→ **Selected passage**
Tuesday, April 20, 2010

the dirt on food meets

coming from a long line of pastors, teachers and farmers, i can't help but notice that three professions have the act of "cultivation" in common. no wonder i get so excited about people's spiritual journeys and adventures in learning. i also love to cultivate the land.

now i wish i'd paid more attention when i was growing up. seriously, my parents were "green" and "organic" long before it was cool to be that way. we've had gardens ever since i can remember. composted. bought in bulk. bob's red mill was our mascot. oh, and made our own yogurt and experimented with textured vegetable protein. i can live without that last one, but now that i'm older and live in prime farming community with like-minded friends and neighbors, i see what valuable experiences these were. how much i have to learn!

"raise chickens, keep bees, learn to can, drive a tractor and practice espalier tree techniques" are freshly-written on my bucket list. and, tonight's newberg food meet taught me almost everything i need to know about each one of them (except for john deer). my friend kristen gave a talk on chickens within the city limits. canning tips with lacey. maybe i'll even audit dan's earth-keeping class.

i never thought i'd say this, but joining a food co-op sounds fun. and my goal for the end of may is to put in a french intensive layered garden. but first, i'm going to watch "dirt: the movie" a documentary about soil around the world from the perspective of scientists and farmers.

i'll be hitting up coffee shops alright, but for nitrogen-rich grounds, not just lattes. and, if you need me for anything, you'll find me out back with my overalls on.

Saturday, April 17, 2010

symphony in D

what do you plan to do with
victory when it calls you into
a great lesson?

sooner or later, as sibelius knew,
sudden flares invite happiness;
a procession of messengers
marching in an otherwise
indigo night

and, tears cold upon your dream,
you discover smiling as
more than finale

waking your bones to win
this world's broken trick of light

Friday, April 9, 2010

like dough, rising

as counter-intuitive as it sounds, i bake bread when i'm exhausted. on purpose. something about how long it takes and that yeast actually works somehow relaxes me.

→ **Information supplied**
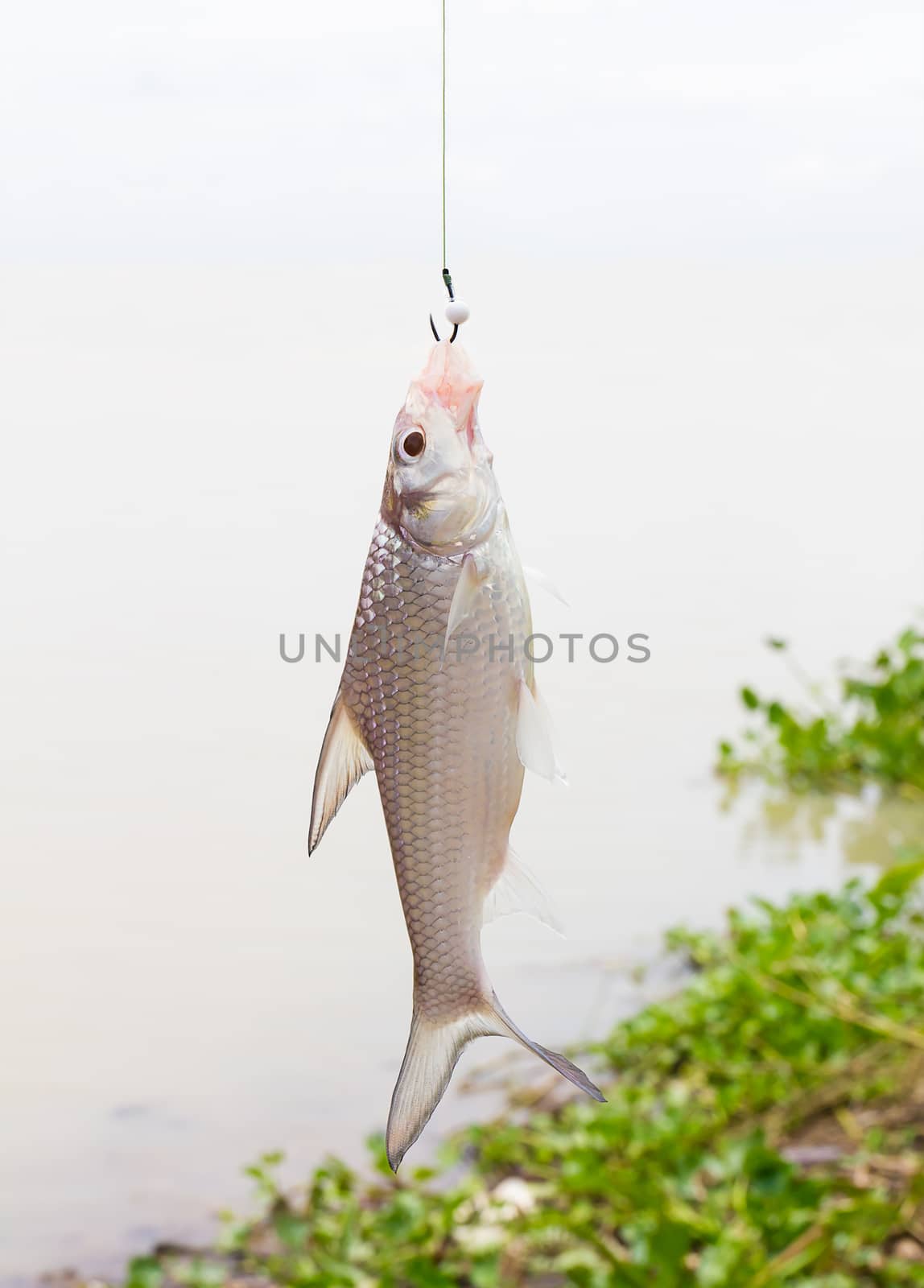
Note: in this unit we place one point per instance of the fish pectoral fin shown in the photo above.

---

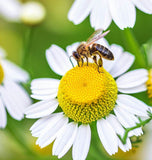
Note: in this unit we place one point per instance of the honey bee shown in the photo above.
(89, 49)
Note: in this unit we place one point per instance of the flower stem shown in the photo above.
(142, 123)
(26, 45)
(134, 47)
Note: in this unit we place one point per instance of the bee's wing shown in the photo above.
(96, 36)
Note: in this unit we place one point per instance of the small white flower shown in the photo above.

* * *

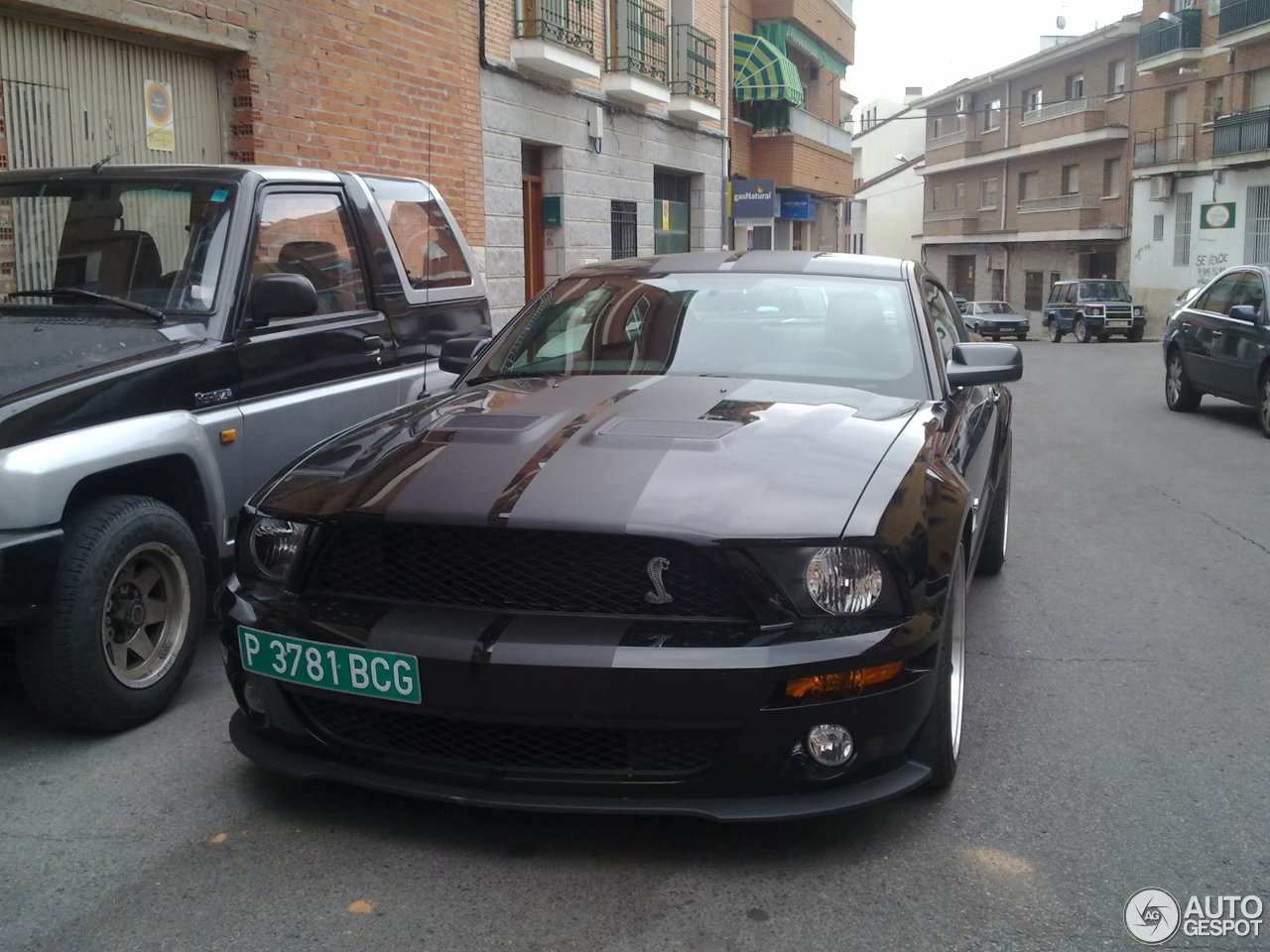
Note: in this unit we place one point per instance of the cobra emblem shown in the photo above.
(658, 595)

→ **Task goal**
Write out the blog post from "i never thought" to "scientists and farmers.", and substitute "cooperative" for "co-op". The material comes from a different source than the blog post.

→ **Answer to this task**
i never thought i'd say this, but joining a food cooperative sounds fun. and my goal for the end of may is to put in a french intensive layered garden. but first, i'm going to watch "dirt: the movie" a documentary about soil around the world from the perspective of scientists and farmers.